→ The request
Reproduce each of the following records word for word, but leave out the pictures.

— Start Data records —

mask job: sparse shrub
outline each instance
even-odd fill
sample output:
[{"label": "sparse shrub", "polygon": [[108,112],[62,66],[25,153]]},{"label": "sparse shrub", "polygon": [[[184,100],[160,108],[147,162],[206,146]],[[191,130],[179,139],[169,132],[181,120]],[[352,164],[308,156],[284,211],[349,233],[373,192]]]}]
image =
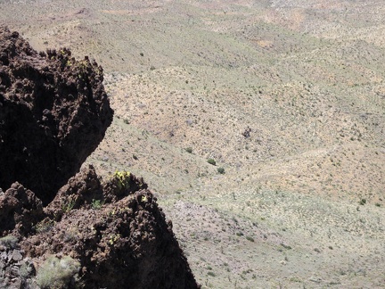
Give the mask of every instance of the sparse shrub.
[{"label": "sparse shrub", "polygon": [[91,208],[94,210],[100,210],[102,206],[104,204],[104,202],[101,200],[93,199],[91,202]]},{"label": "sparse shrub", "polygon": [[211,276],[211,277],[216,277],[217,276],[213,271],[209,271],[208,275]]},{"label": "sparse shrub", "polygon": [[250,235],[246,235],[246,240],[248,240],[250,242],[254,242],[254,238],[252,236],[250,236]]},{"label": "sparse shrub", "polygon": [[192,147],[186,147],[185,148],[185,151],[188,153],[192,153]]},{"label": "sparse shrub", "polygon": [[37,283],[41,288],[67,288],[80,269],[80,263],[70,256],[49,257],[39,268]]},{"label": "sparse shrub", "polygon": [[18,238],[12,235],[8,235],[3,238],[0,238],[0,243],[3,244],[7,248],[13,249],[16,247],[16,244],[18,243]]},{"label": "sparse shrub", "polygon": [[61,210],[64,213],[68,213],[75,206],[75,200],[69,200],[66,203],[64,203],[61,207]]},{"label": "sparse shrub", "polygon": [[209,159],[209,160],[208,160],[208,162],[209,162],[209,164],[213,165],[213,166],[216,166],[216,165],[217,165],[217,162],[215,161],[214,159]]},{"label": "sparse shrub", "polygon": [[129,171],[115,171],[113,178],[116,179],[116,184],[119,190],[129,188],[131,173]]},{"label": "sparse shrub", "polygon": [[35,226],[35,229],[37,233],[45,233],[50,231],[54,224],[55,221],[53,219],[45,219]]},{"label": "sparse shrub", "polygon": [[217,168],[217,170],[221,175],[225,174],[225,169],[224,168]]}]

— End Data records —

→ Output for this task
mask job: sparse shrub
outline each instance
even-odd fill
sample output:
[{"label": "sparse shrub", "polygon": [[108,112],[62,66],[25,153]]},{"label": "sparse shrub", "polygon": [[[184,100],[160,108],[147,162],[206,146]],[[191,130],[179,139],[169,132],[181,120]],[[352,164],[308,156],[284,211],[349,233],[373,192]]]}]
image =
Give the mask of every instance of the sparse shrub.
[{"label": "sparse shrub", "polygon": [[91,208],[94,210],[100,210],[102,206],[104,204],[104,202],[101,200],[93,199],[91,202]]},{"label": "sparse shrub", "polygon": [[211,276],[211,277],[216,277],[217,276],[213,271],[209,271],[208,275]]},{"label": "sparse shrub", "polygon": [[250,235],[246,235],[246,240],[248,240],[250,242],[254,242],[254,238],[252,236],[250,236]]},{"label": "sparse shrub", "polygon": [[192,147],[186,147],[185,148],[185,151],[188,153],[192,153]]},{"label": "sparse shrub", "polygon": [[37,283],[41,288],[67,288],[80,269],[80,263],[70,256],[49,257],[39,268]]},{"label": "sparse shrub", "polygon": [[18,238],[12,235],[8,235],[3,238],[0,238],[0,243],[3,244],[7,248],[13,249],[16,247],[16,244],[18,243]]},{"label": "sparse shrub", "polygon": [[61,210],[64,213],[68,213],[75,206],[75,200],[69,200],[66,203],[64,203],[61,207]]},{"label": "sparse shrub", "polygon": [[209,159],[209,160],[208,160],[208,162],[209,162],[209,164],[213,165],[213,166],[216,166],[216,165],[217,165],[217,162],[215,161],[214,159]]},{"label": "sparse shrub", "polygon": [[129,171],[115,171],[113,178],[116,179],[116,184],[119,190],[129,188],[131,173]]},{"label": "sparse shrub", "polygon": [[35,226],[35,229],[37,233],[45,233],[50,231],[54,224],[55,221],[53,219],[45,219]]},{"label": "sparse shrub", "polygon": [[217,168],[217,170],[221,175],[225,174],[225,169],[224,168]]}]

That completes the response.